---- EXERCISE MATERIAL

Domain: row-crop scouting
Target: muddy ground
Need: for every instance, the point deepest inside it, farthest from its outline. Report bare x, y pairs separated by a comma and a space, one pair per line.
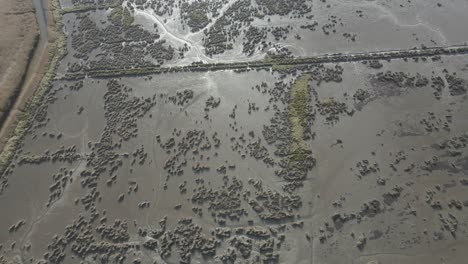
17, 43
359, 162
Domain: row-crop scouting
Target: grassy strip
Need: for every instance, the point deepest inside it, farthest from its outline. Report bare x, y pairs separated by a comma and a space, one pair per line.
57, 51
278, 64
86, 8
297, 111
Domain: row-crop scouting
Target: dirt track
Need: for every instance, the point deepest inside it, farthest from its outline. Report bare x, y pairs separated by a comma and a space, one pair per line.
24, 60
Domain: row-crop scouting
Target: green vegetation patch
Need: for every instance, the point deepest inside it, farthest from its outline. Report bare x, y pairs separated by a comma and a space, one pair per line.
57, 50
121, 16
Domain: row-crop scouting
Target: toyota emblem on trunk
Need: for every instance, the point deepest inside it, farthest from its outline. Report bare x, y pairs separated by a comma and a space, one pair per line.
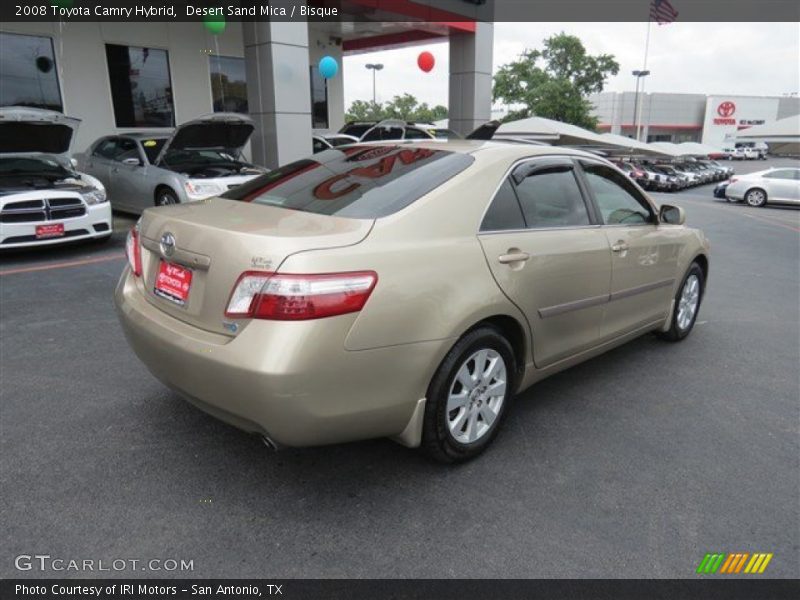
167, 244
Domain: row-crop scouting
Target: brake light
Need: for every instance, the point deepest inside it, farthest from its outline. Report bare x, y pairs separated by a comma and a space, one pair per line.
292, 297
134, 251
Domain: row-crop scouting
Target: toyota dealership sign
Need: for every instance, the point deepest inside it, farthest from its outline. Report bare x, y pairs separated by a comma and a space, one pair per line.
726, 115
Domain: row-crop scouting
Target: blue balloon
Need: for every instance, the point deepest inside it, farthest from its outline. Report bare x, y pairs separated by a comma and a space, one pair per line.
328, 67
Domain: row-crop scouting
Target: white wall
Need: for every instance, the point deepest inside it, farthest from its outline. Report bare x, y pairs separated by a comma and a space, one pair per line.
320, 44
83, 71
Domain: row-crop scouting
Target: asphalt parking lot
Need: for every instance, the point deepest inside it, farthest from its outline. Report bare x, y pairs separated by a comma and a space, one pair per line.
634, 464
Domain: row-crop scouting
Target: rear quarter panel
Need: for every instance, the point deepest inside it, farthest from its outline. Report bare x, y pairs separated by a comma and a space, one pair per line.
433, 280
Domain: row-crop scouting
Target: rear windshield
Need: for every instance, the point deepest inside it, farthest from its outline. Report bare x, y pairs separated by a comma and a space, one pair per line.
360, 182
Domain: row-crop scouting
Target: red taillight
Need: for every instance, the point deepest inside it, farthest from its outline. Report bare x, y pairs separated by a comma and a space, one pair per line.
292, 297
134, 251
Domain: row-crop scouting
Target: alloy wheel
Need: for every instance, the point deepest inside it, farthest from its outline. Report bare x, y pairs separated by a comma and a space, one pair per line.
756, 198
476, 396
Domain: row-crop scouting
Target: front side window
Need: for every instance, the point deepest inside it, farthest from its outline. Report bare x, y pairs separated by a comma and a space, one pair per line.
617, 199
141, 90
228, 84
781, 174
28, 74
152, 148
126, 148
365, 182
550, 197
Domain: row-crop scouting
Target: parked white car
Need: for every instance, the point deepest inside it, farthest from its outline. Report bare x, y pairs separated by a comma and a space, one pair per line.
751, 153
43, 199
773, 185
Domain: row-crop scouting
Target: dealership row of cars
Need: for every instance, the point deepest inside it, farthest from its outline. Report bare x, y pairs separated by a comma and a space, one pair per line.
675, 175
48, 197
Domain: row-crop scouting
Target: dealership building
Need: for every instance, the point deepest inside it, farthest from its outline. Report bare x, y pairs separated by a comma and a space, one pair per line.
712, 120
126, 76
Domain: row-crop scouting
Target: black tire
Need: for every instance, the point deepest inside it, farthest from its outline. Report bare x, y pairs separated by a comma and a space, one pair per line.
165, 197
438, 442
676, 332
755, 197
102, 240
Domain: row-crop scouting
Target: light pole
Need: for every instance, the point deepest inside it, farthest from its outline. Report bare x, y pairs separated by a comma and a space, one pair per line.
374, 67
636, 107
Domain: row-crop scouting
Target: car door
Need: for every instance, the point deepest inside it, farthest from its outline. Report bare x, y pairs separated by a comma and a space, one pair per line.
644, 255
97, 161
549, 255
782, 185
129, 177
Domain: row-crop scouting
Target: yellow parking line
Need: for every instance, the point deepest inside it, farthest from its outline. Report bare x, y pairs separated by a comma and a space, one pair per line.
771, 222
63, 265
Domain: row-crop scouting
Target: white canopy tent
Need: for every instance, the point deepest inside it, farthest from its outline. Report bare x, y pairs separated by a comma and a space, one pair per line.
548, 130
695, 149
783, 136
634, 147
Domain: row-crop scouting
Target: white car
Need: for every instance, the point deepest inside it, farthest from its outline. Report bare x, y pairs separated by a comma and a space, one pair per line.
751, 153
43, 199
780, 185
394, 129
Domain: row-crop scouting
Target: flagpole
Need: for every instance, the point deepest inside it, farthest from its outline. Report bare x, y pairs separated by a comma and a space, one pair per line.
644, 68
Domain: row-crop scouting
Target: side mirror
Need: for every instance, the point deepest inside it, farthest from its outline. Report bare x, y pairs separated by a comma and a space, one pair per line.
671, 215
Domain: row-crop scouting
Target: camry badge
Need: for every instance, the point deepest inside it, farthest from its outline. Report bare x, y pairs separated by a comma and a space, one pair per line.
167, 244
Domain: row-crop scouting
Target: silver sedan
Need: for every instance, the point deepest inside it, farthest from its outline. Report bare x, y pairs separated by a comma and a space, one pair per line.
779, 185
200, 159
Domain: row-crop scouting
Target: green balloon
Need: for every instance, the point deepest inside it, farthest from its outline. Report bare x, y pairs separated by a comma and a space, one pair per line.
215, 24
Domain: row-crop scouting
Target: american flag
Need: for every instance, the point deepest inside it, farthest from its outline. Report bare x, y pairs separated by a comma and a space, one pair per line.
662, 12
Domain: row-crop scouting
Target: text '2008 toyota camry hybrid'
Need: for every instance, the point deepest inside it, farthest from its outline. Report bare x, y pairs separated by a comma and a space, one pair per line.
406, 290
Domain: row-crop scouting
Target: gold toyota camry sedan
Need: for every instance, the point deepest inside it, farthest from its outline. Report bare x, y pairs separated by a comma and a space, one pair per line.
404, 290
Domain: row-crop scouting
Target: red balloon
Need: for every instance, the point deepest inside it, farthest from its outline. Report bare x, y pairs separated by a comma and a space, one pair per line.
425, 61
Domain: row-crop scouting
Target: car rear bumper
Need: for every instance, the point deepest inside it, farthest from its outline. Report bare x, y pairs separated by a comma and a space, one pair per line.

--------

* PROBLEM DETAILS: Could you repeat all of the material exactly? Pictures should not be copied.

* TASK ANSWER:
Domain: row-crop scouting
Target: muddy ground
Need: for every instance, the point deepest inside it, farthest from its outline. Report bare x, y pairs separated by a comma and a space, one pair per line.
17, 43
359, 162
Domain: row-crop scouting
Target: grassy strip
Need: for every instance, the point deepest inside it, farthest from its outline. Report bare x, y pairs separated by a comma and a space, one pair per line.
57, 51
278, 64
86, 8
297, 111
Domain: row-crop scouting
Target: dirt track
Need: for every instance, the point deepest inside it, farthest from its outline. Report bare x, y pairs separated by a comma and a space, one pair per line.
24, 60
Domain: row-crop scouting
Target: green vegetation patch
Need: for every instance, the point deepest inside it, farthest from its outline. Report bare x, y pairs separated by a comma and a space, one pair per line.
57, 50
121, 16
Domain: row-crop scouting
Target: toyota emblem on trunk
Need: for every instance, the point deepest inside it, farthest from its outline. Report bare x, y pairs separated by a comma and a space, one pair per line.
167, 244
Domain: row-crop scouting
Target: brake light
Need: for every instance, the point deepest inside it, farthest from its outline. Report bare x, y pairs separated by a comma and a space, one pair per line.
292, 297
134, 251
Domain: row-crop scouting
Target: toyota dealership sign
Need: for every instance, the point deepest inside it, farthest from its outline. Report bare x, y pairs separated by a comma and a space, one pair per line.
726, 115
Domain: row-crop scouting
Target: blue balloon
Need: for every instance, the point deepest inside it, farthest from its outline. Report bare x, y pairs separated by a comma and a space, one pair per line.
328, 67
Domain: row-crop scouting
Target: white wall
Need: for every instance, the point deepest inside it, farthest from its outline. Report bare x, y pairs separated by a comma and a space, one pair per line.
320, 44
83, 71
Domain: row-crop scouting
Target: asphalt parking lot
Need: for every instance, the point deepest inside it, farthest from its outline. Report bare x, y pairs separated by a comma and a space, one pair per line.
634, 464
Domain: row-crop scouting
Target: rear quarter panel
Need: for every instance, the point deepest inside it, farthest from its outline. Report bare x, y pairs separated by a comma and a space, one pair per line.
433, 280
Domain: row-crop scouting
Target: rear windshield
Need: for every instance, the point deepest inside it, farthest from its outline. Report bare x, y pairs separated by a comma and a space, one pair per line.
360, 182
Domain: row-crop scouting
Target: red taillight
Need: for every instance, the point deepest inside it, farthest from its outline. Report bare x, y pairs separated by a comma and a space, one pair per line.
292, 297
134, 251
Domain: row-crop scouting
Target: alloy wheel
Need: for every instance, the point deepest inside it, farthest from its outline. Report bare x, y pairs separated by a comma and a space, one pair per line.
756, 198
476, 396
Domain: row-crop scouting
Target: front side window
Need: for every instance, the point deepest inside it, farthest from its outline. Report bare x, y pairs separated by a comma and a space, one pair per line.
617, 199
141, 90
228, 84
781, 174
28, 74
152, 148
126, 148
365, 182
550, 197
Domain: row-crop scouting
Target: parked white car
Need: for every instance, the point deepest inside it, farthest from its outline. Report bare x, y pairs separated by a comma and a space, one pair per line.
751, 153
43, 199
773, 185
Domain: row-crop scouting
Target: dealership row of cars
Need: for every instance, the point deepest inside it, farthest from its outline. Report bare x, y pairs separated by a comma and a space, one pair per line.
675, 175
48, 197
Domain: row-crop scouting
Target: dealership building
Need: for every instance, the point deepest inside it, farthest from its outline. Report bare x, y pairs separated by a comma and a space, one pair per line.
712, 120
126, 76
Domain: row-crop scouting
Target: black tire
Need: for every instance, the point deepest inside it, farthest from its outline. Report bare x, y pairs separated by a comma and a space, one pair per line.
165, 197
438, 442
676, 332
755, 197
102, 240
Domain: row-crop scouting
Target: light pole
Need: for every instance, the point deepest inside it, farthest from its outline. Report bare x, y pairs separated by a comma and a space, one pair per line.
374, 67
636, 107
Domain: row-crop scouting
Target: car door
Need: for every instance, the point deepest inside it, farthest from its outline. Report bare x, y pairs separated by a comma and a space, one pair per line.
644, 255
97, 161
549, 255
782, 185
129, 177
Domain: row-crop scouting
Target: yellow parking line
Need: for every instance, the point deepest inside it, farthest from its outline. Report bare x, y pairs separated by a comma and a space, one pair per line.
771, 222
63, 265
Domain: row-crop scouting
Target: white canopy tent
Need: for every instance, the point deepest inside it, farthest from its outline. Report bare x, y pairs separated by a comma and a space, one pair per line.
548, 130
695, 149
783, 136
634, 147
Domain: row-crop scouting
Target: white car
Need: for every instance, the point deepest inside it, farthest from its outline. Report bare x, y pairs separated by a comma and a space, one pair per line.
751, 153
43, 199
780, 185
394, 129
Domain: row-crop scouting
Target: flagpole
Need: for every instance, the point deepest inside it, farthest from its outline. Report bare x, y pairs separated by a comma and a space, one pair per line.
644, 68
Domain: row-crop scouting
Target: side mirror
Need: for every instance, the point deepest inside it, farthest from its outline. Report bare x, y pairs separated by a comma and a space, one pair per line.
671, 215
Domain: row-crop scouting
Target: camry badge
Need: for every instance, the point deepest inside it, farthest from its outline. Report bare x, y pairs separated by a comma and a space, one pair per line.
167, 244
Domain: row-crop scouting
Target: silver sedan
Need: for every instance, the point deepest inside it, farthest from its outline. Report bare x, y pairs separated by a comma and a space, one pair per line.
779, 185
200, 159
Domain: row-crop scouting
Target: green balloon
Need: for every instance, the point deepest inside it, farthest from its outline. Report bare x, y pairs separated by a comma and a space, one pair per line.
215, 24
Domain: row-crop scouting
Target: american flag
Need: for every instance, the point deepest inside it, farthest from its outline. Report bare x, y pairs separated by a comma and a space, one pair per line.
662, 12
Domain: row-crop scouting
Target: text '2008 toyota camry hybrid'
Need: for every instance, the point deepest inside it, farthest from its outline. Report bare x, y pairs separated by a comma and a space, one pair per line.
406, 290
Domain: row-crop scouting
Target: gold toyota camry sedan
Need: for every instance, the point deepest inside it, farthest from its outline. Report bare x, y pairs separated by a comma and a space, one pair per line.
404, 290
Domain: row-crop scouting
Target: red balloon
Need: for every instance, the point deepest inside it, farthest from its outline. Report bare x, y pairs separated by a comma and a space, one pair per line.
425, 61
Domain: row-crop scouting
Target: car rear bumper
Need: for every instance, the point deepest inside it, farthest from its outline. Report bare x, y pairs separated by a comma and a space, one pair per line.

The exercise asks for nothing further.